++++ INPUT DATA ++++

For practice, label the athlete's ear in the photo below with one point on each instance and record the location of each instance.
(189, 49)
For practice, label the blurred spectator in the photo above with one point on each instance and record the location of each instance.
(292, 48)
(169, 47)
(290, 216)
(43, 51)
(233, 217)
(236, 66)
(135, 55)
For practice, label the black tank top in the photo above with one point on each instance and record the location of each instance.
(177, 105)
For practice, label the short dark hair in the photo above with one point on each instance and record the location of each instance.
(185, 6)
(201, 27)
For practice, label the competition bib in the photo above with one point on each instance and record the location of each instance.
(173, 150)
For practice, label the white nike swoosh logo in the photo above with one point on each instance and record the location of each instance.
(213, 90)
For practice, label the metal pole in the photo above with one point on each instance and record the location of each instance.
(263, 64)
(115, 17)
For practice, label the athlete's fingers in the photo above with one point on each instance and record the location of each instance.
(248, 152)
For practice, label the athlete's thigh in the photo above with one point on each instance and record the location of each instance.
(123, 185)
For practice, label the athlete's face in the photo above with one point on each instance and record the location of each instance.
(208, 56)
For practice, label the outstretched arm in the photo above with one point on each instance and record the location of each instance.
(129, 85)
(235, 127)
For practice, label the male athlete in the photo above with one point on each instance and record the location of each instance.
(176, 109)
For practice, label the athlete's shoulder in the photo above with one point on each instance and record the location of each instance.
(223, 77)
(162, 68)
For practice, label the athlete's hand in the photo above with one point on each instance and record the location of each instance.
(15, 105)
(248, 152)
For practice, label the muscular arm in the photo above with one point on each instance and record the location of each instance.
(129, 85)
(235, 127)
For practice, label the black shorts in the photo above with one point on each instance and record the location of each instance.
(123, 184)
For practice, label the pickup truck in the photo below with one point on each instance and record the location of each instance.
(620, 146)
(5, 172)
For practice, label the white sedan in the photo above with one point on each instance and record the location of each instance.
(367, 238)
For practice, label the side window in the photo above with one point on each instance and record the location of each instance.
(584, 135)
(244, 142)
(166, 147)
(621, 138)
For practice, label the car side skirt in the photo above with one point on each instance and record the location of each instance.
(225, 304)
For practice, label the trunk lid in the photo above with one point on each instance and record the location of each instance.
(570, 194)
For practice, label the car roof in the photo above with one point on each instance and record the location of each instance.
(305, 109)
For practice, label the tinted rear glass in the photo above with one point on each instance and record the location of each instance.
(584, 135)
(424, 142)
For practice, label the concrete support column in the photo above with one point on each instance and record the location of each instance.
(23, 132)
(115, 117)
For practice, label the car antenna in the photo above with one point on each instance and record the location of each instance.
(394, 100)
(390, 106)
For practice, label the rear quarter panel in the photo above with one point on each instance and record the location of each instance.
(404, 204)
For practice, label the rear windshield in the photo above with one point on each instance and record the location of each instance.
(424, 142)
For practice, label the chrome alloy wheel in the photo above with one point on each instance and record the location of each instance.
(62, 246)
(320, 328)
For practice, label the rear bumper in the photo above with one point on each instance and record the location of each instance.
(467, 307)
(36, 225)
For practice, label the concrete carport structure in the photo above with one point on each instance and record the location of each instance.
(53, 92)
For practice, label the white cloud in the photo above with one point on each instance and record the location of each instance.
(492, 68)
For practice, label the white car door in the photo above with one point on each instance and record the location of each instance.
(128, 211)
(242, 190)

++++

Copy all of the material above line for line, without changing anything.

For practice, label the athlete's ear in the photo below with one point on each instance and record the location of each instance.
(189, 49)
For practice, label the blurred spectator in the photo above with one point on each instance and record the location of each instance.
(292, 48)
(169, 47)
(290, 216)
(43, 51)
(233, 217)
(236, 66)
(135, 55)
For practice, label the black tank top in the photo above with one point on each instance and record the location of each instance.
(177, 105)
For practice, label the short dark hair in the photo above with one point on each instance and record the location of each instance.
(185, 6)
(201, 27)
For practice, label the competition bib in the photo above with one point on each instance and record the location of each instance.
(173, 150)
For practice, label the white nike swoosh logo in the photo above with one point on each instance and record the location of each instance.
(213, 90)
For practice, label the metal pole in the photo above with one point on each instance and record the location of each instance.
(263, 64)
(115, 17)
For practice, label the athlete's fingers in the photo above with one point on each instance and record the location of each instance.
(248, 152)
For practice, label the athlete's thigh in the photo above with one point on each instance and record the location of each instance.
(123, 185)
For practice, label the athlete's face in the photo above with one point on each instance and record the location of each instance.
(208, 56)
For practice, label the outstretched arm in the photo above with one point on each instance and record the location of each instance.
(129, 85)
(235, 127)
For practice, label the male athlete in the photo above with one point on each instance and record the location of each instance.
(176, 109)
For practice, label the athlete's shoulder in the photo above with one point on each instance and record the location of each instance.
(223, 77)
(162, 68)
For practice, label the athlete's hand in the photo above with one point on each instance and record the location of each instance.
(15, 105)
(248, 152)
For practice, label the muscular arm in the photo above with one point on each instance and record the location of each instance.
(129, 85)
(235, 127)
For practice, label the black shorts in the photo above with one point on each instance and record the location of each instance.
(123, 184)
For practice, label the pickup truck in the photo below with one point on each instance and record the location of each instance.
(620, 146)
(5, 172)
For practice, label the white sedan in the photo above with one point on each instance and record the location of each instance.
(367, 238)
For practice, label the side window in the photo above with one point on each instance and record the location of each instance.
(584, 135)
(244, 142)
(166, 147)
(621, 138)
For practice, label the car side skirt in the photo above with one point on each instance and record the location of each instance.
(225, 304)
For practice, label the trunk lid in the photo above with one point on each instance and record the location of each instance.
(570, 194)
For practice, label the car roof in the photo above with one point on each instance and record the location of each instance.
(305, 109)
For practice, label the tinted rear glass in the photo above with one point on each instance and record the location of each instance.
(584, 135)
(424, 142)
For practice, label the concrete support column in the photo above with one point on each instance and record the location of each instance.
(23, 132)
(115, 117)
For practice, label the car antenna in the photo above with one point on each instance and record the location of each instance.
(394, 100)
(390, 106)
For practice, label the rear quarter panel in the photo above with one point on each instance and record the location of each instance.
(404, 204)
For practice, label the rear windshield in the photo above with one point on each instance and record the location of each instance.
(424, 142)
For practice, label the chrome alloy wheel in the photo above with one point on each instance and record the location of each instance.
(62, 246)
(320, 328)
For practice, label the rear bumper in the photo above with one point on each instance and record the location of each instance.
(467, 307)
(36, 225)
For practice, label the concrete carport structure in the photo above with one point on each instance and record the location of each instance.
(53, 92)
For practice, label the white cloud in the photo above with one point on each instance and record the location of each instance.
(492, 68)
For practice, label the white car door in the photo above with one point on each instance and record the location of each instance.
(128, 211)
(242, 190)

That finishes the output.